Jesus emphasized the same thing in the Sermon on the Mount (see Matthew 6:19-21). How thankful are we for the things we can never lose?
Psalm 103:2 says, “Bless the LORD, O my soul, and forget not all his benefits,”
This is such a crucial verse. If we forget the blessings of the Lord, we will quickly become ungrateful, take things for granted, and maybe even begin to feel entitled. The danger of this is that we become focused on what we don’t have, rather than on the many things we receive from the Lord that we don’t deserve.
Psychologists will tell you that there is tremendous benefit in being thankful. It is needed for our physical health and for developing healthy relationships. I would like to suggest that thankfulness becomes a spiritual discipline that we can and must develop, and it will produce enduring fruit.
The Bible is full of commands, and it encourages us to be thankful (see Ephesians 5:19-20).

_Supplied data_.

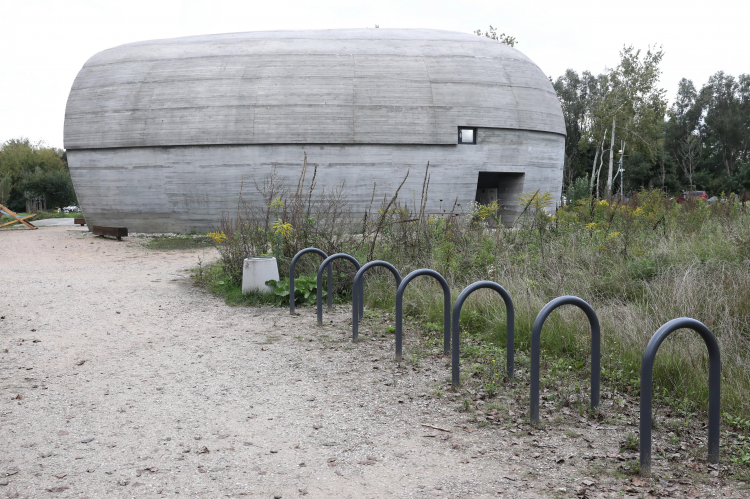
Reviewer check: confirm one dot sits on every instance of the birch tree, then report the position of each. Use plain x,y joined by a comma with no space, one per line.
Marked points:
633,104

_Given exercise_.
According to the passage on thankfulness, what two things is being thankful needed for?

_Exercise output_.
Our physical health and developing healthy relationships.